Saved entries
▼
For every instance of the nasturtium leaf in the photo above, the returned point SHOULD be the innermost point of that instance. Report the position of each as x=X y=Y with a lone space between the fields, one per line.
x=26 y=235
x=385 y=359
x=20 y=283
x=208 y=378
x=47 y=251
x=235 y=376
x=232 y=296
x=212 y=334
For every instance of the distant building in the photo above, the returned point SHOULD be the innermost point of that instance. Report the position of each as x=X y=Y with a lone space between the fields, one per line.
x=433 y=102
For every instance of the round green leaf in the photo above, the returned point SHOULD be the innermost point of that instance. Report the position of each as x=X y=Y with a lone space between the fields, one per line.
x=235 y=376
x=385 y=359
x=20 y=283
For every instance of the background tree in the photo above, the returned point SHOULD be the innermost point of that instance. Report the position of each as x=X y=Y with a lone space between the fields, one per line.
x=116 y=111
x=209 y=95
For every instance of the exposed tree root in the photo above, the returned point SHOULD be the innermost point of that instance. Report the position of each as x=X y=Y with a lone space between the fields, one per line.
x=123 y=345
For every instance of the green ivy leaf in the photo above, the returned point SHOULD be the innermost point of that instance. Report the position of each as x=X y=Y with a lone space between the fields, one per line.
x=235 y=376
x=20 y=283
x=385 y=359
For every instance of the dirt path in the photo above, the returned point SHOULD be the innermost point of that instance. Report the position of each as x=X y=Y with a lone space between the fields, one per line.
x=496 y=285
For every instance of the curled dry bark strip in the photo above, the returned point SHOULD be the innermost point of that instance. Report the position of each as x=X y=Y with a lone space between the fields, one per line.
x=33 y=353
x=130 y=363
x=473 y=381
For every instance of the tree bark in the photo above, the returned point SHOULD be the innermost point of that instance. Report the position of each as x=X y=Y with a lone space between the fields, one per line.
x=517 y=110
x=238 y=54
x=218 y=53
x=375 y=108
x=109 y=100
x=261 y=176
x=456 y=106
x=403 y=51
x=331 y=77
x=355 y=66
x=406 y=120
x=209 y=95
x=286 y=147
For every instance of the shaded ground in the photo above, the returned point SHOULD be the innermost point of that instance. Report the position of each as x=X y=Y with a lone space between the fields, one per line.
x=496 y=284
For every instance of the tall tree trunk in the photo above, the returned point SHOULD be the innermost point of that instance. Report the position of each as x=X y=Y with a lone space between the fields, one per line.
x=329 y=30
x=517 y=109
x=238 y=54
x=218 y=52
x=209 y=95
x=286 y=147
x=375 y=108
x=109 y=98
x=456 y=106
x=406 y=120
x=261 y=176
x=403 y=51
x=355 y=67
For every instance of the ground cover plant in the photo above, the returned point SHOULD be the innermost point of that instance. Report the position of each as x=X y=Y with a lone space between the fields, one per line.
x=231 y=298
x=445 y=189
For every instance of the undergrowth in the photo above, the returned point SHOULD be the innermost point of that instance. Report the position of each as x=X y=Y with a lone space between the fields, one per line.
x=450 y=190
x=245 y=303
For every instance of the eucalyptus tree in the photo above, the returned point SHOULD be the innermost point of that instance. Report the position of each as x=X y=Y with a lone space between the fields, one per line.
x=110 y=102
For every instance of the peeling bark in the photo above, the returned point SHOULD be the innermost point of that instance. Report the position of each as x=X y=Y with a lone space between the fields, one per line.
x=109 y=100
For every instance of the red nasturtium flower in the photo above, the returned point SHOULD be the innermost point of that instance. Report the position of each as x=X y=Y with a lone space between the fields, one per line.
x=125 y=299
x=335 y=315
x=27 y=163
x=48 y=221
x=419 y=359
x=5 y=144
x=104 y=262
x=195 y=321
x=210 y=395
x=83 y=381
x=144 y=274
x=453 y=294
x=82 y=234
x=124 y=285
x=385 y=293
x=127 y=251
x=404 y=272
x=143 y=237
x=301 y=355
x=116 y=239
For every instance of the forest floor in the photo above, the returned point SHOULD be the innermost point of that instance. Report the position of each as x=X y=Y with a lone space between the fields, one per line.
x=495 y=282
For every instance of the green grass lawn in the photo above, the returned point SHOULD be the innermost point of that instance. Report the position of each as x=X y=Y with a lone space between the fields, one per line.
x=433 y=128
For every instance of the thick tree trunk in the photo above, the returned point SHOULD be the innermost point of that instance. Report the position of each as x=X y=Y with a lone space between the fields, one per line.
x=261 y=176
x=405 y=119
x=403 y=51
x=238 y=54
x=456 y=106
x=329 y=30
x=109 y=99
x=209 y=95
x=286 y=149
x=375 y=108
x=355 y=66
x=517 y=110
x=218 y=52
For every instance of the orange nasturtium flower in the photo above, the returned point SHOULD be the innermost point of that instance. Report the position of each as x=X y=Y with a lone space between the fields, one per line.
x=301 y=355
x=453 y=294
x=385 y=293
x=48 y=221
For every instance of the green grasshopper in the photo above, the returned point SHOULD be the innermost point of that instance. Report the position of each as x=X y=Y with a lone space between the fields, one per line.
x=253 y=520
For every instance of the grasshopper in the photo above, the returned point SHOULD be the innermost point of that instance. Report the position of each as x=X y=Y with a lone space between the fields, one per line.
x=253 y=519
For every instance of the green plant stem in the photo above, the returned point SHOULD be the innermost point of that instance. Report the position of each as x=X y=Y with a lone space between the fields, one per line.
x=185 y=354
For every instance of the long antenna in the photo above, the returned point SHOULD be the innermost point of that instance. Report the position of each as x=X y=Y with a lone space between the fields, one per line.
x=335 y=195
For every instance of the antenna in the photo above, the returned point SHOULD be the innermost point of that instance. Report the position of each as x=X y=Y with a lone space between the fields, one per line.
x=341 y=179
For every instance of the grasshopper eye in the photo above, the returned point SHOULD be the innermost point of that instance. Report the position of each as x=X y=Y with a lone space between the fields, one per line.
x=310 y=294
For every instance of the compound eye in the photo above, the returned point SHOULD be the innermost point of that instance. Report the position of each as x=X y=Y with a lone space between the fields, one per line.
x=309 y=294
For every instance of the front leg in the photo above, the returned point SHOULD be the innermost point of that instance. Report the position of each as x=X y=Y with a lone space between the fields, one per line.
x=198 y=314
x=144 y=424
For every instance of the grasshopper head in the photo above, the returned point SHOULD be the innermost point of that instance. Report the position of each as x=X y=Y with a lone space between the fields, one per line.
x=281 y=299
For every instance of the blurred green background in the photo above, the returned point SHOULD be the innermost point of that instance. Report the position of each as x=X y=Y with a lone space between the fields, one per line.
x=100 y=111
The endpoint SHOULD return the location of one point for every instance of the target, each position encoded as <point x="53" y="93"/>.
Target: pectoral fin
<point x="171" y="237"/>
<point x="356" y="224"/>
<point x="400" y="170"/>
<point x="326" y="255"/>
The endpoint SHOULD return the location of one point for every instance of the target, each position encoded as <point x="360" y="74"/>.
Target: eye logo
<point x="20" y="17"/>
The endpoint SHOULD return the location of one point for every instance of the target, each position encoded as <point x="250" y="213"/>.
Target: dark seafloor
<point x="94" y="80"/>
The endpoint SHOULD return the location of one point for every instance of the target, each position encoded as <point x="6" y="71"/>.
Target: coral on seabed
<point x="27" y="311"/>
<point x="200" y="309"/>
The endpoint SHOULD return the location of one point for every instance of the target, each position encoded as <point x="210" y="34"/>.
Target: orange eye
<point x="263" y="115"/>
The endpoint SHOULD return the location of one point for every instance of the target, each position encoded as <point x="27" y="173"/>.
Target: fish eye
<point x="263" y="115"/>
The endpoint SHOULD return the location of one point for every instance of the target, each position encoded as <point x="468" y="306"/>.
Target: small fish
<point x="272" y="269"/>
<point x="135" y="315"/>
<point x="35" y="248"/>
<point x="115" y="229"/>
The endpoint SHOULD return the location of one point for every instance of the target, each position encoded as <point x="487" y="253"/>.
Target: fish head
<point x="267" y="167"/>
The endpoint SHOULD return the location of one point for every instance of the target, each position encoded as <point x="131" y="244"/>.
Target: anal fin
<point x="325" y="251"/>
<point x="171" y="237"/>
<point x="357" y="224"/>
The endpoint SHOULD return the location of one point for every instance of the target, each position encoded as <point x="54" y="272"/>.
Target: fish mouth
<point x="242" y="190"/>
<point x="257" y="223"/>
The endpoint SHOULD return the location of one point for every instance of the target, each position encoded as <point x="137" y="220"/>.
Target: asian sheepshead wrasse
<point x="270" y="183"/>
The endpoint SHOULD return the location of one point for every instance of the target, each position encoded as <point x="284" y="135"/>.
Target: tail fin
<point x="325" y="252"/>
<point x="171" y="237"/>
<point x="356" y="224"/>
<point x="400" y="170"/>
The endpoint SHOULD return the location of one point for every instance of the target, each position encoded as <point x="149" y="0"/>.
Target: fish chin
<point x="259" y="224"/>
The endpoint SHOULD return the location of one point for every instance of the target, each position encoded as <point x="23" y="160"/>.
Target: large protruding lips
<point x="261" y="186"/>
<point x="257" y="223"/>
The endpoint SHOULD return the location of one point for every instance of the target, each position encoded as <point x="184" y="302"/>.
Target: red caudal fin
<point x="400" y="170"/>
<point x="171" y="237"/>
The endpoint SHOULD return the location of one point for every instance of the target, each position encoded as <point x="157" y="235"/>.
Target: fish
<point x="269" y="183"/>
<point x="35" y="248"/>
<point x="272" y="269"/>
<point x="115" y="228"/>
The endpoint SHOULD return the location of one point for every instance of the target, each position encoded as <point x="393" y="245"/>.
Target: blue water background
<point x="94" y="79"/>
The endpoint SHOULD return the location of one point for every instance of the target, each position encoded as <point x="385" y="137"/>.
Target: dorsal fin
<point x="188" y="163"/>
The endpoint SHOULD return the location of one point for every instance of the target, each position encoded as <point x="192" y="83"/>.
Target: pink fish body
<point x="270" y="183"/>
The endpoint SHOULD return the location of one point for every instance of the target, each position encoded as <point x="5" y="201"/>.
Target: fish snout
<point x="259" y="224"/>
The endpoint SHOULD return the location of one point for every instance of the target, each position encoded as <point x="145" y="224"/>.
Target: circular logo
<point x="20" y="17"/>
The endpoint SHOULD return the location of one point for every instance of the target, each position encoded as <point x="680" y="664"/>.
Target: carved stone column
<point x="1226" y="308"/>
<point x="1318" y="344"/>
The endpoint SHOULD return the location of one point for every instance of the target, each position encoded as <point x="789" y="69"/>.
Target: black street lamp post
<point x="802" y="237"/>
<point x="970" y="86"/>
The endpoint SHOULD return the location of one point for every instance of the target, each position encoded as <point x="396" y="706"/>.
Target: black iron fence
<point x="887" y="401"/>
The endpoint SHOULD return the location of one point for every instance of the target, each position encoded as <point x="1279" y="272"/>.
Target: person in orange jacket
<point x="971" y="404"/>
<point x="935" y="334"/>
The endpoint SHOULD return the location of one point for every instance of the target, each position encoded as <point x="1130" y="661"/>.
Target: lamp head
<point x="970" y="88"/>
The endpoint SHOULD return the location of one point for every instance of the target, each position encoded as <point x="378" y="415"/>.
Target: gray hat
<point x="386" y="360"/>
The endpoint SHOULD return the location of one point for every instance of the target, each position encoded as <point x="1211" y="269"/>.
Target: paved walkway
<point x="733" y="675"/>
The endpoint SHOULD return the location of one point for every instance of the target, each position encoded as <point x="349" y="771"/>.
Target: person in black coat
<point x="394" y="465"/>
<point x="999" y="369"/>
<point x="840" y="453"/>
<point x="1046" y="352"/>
▲
Return exactly the lines from the line holding "Target: gray hat" to the last line of the data, with both of those lines included and nothing added.

Target: gray hat
<point x="386" y="360"/>
The endpoint SHOULD return the location of one point for every instance of the target, each position encoded as <point x="1211" y="269"/>.
Target: paved walkway
<point x="733" y="675"/>
The endpoint SHOULD return the location of one point for every instance of the target, each position encoded as <point x="349" y="771"/>.
Target: person in black coat
<point x="394" y="465"/>
<point x="999" y="369"/>
<point x="840" y="453"/>
<point x="1046" y="352"/>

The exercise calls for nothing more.